Gute Frage, ich kann es wirklich nicht sagen. Aber tatsächlich hört das Album ja mit „Das Gefühl“ und „Die letzte Ballade“ auch wieder ein bisschen düsterer auf. Das passt schon sehr gut.
Unter anderem singt Henning May nostalgisch: „Weißt du noch, wie es ist, wenn Tausend Stimmen singen?“ Sind AnnenMayKantereit nicht insofern durchaus stark betroffen, als Sie von jeher eine Live-Band waren?
Da kommen wir ja auch her, vom live spielen. Das hat uns durchaus ziemlich hart getroffen. Wir hätten in diesem Jahr zum ersten Mal in Russland live gespielt, in der Ukraine und in Istanbul. Das ist richtig traurig.
Haben Sie darüber nachgedacht, wie es wäre, die neuen Lieder zu spielen, wenn das dann irgendwann mal wieder möglich ist? Die eignen sich ja weniger dazu, von Tausend Stimmen mitgesungen zu werden?
Wir müssen ja auch nicht alle Songs spielen, aber das wird auf jeden Fall eine Herausforderung.
Mir ist durch das Corona-Jahr aufgefallen, wie viel Kultur mit dem sozialen Leben zu tun hat und wie sehr das fehlt.
Ich finde auch, dass man gerade jetzt merkt, das Kultur nicht das Sahnehäubchen auf der Torte ist, sondern das Rückgrat einer Gesellschaft. Kultur sorgt dafür, dass sich Leute treffen und austauschen können. Und das ist doch grundlegend. Ich glaube, man kann noch gar nicht abschätzen, was das mit Leuten macht. Ich kann verstehen, dass Politikerinnen und Politiker im Moment vor allem das Infektionsgeschehen niedrig halten müssen. Das ist ihr Job. Und viele machen da einen großartigen Job. Aber gleichzeitig finde ich es krass, dass es noch nicht einmal eine Debatte darüber gibt, ob Kultur systemrelevant ist. Menschen, die mit Musik ihren Lebensunterhalt bestreiten, verletzt es, wenn ihnen gesagt wird, dass das doch eher so ein Hobby sei, so ein bisschen Selbstverwirklichung, jedenfalls kein richtiger Beruf. Das finde ich echt kacke. Und ich kenne viele in der Kulturszene, die durch das Raster der Hilfsgelder gefallen sind.

Datenauszüge:
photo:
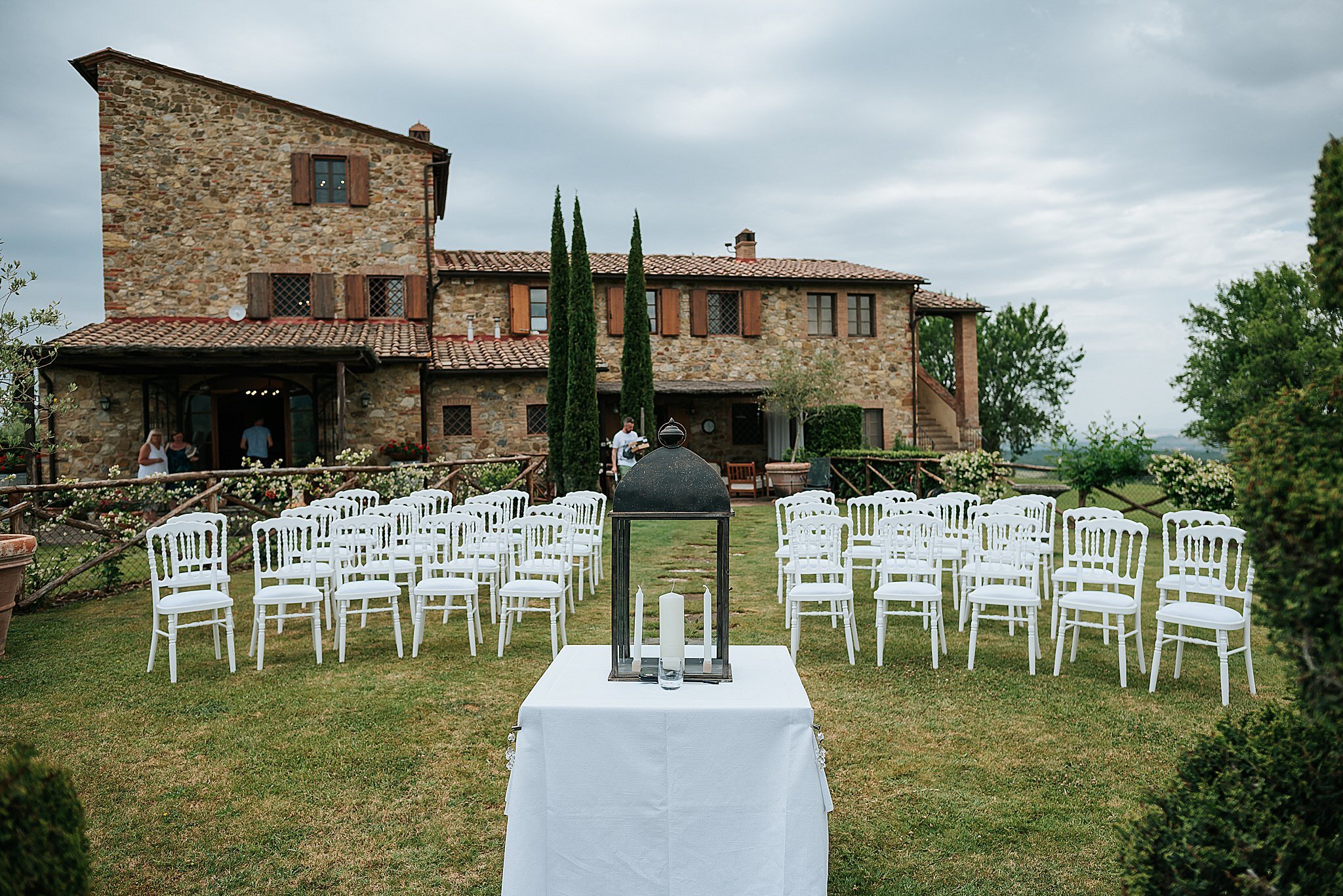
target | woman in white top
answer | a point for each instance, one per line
(153, 458)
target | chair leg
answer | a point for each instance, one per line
(974, 632)
(1123, 649)
(1157, 656)
(172, 648)
(881, 633)
(153, 644)
(1222, 663)
(229, 638)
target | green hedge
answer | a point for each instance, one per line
(834, 427)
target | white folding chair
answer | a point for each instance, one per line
(1110, 555)
(365, 573)
(1002, 559)
(542, 574)
(284, 551)
(1209, 553)
(911, 574)
(818, 572)
(448, 574)
(195, 547)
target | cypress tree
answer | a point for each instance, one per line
(637, 355)
(582, 429)
(557, 341)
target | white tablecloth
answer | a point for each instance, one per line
(625, 789)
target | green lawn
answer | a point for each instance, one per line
(386, 775)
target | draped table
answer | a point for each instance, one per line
(625, 789)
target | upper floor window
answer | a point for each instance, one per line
(291, 294)
(539, 300)
(821, 315)
(387, 297)
(861, 315)
(329, 182)
(724, 315)
(651, 299)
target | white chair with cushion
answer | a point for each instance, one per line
(448, 574)
(818, 573)
(365, 574)
(193, 546)
(1110, 556)
(284, 555)
(1205, 554)
(542, 574)
(1005, 563)
(911, 574)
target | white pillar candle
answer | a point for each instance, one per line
(672, 627)
(637, 653)
(708, 631)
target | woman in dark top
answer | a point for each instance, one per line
(180, 453)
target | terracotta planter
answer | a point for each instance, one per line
(788, 478)
(15, 554)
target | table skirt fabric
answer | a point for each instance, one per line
(626, 789)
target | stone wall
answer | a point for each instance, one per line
(876, 371)
(197, 195)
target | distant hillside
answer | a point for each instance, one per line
(1044, 454)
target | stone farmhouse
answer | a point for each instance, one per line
(265, 260)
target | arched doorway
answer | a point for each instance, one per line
(215, 413)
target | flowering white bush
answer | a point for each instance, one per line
(1193, 484)
(976, 472)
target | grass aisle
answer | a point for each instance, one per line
(387, 775)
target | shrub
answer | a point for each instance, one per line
(1257, 808)
(978, 472)
(834, 427)
(1193, 484)
(1110, 456)
(43, 847)
(1291, 464)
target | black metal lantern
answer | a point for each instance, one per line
(670, 482)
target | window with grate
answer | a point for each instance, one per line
(539, 297)
(821, 315)
(536, 419)
(387, 297)
(329, 182)
(457, 419)
(860, 315)
(291, 294)
(747, 425)
(724, 315)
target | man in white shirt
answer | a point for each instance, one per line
(622, 449)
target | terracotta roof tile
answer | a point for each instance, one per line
(719, 266)
(386, 339)
(930, 302)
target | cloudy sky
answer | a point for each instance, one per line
(1112, 160)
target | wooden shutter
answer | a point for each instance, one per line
(698, 312)
(670, 312)
(324, 296)
(357, 185)
(616, 311)
(356, 297)
(258, 296)
(416, 300)
(751, 312)
(519, 309)
(301, 178)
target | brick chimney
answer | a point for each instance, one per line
(746, 245)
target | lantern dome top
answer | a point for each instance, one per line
(672, 481)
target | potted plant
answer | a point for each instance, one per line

Aufgabenbeschreibung:
Gib den gesamten Interviewauszug mit AnnenMayKantereit oben Wort für Wort wieder.

Erwartete Antwort:
Gute Frage, ich kann es wirklich nicht sagen. Aber tatsächlich hört das Album ja mit „Das Gefühl“ und „Die letzte Ballade“ auch wieder ein bisschen düsterer auf. Das passt schon sehr gut.
Unter anderem singt Henning May nostalgisch: „Weißt du noch, wie es ist, wenn Tausend Stimmen singen?“ Sind AnnenMayKantereit nicht insofern durchaus stark betroffen, als Sie von jeher eine Live-Band waren?
Da kommen wir ja auch her, vom live spielen. Das hat uns durchaus ziemlich hart getroffen. Wir hätten in diesem Jahr zum ersten Mal in Russland live gespielt, in der Ukraine und in Istanbul. Das ist richtig traurig.
Haben Sie darüber nachgedacht, wie es wäre, die neuen Lieder zu spielen, wenn das dann irgendwann mal wieder möglich ist? Die eignen sich ja weniger dazu, von Tausend Stimmen mitgesungen zu werden?
Wir müssen ja auch nicht alle Songs spielen, aber das wird auf jeden Fall eine Herausforderung.
Mir ist durch das Corona-Jahr aufgefallen, wie viel Kultur mit dem sozialen Leben zu tun hat und wie sehr das fehlt.
Ich finde auch, dass man gerade jetzt merkt, das Kultur nicht das Sahnehäubchen auf der Torte ist, sondern das Rückgrat einer Gesellschaft. Kultur sorgt dafür, dass sich Leute treffen und austauschen können. Und das ist doch grundlegend. Ich glaube, man kann noch gar nicht abschätzen, was das mit Leuten macht. Ich kann verstehen, dass Politikerinnen und Politiker im Moment vor allem das Infektionsgeschehen niedrig halten müssen. Das ist ihr Job. Und viele machen da einen großartigen Job. Aber gleichzeitig finde ich es krass, dass es noch nicht einmal eine Debatte darüber gibt, ob Kultur systemrelevant ist. Menschen, die mit Musik ihren Lebensunterhalt bestreiten, verletzt es, wenn ihnen gesagt wird, dass das doch eher so ein Hobby sei, so ein bisschen Selbstverwirklichung, jedenfalls kein richtiger Beruf. Das finde ich echt kacke. Und ich kenne viele in der Kulturszene, die durch das Raster der Hilfsgelder gefallen sind.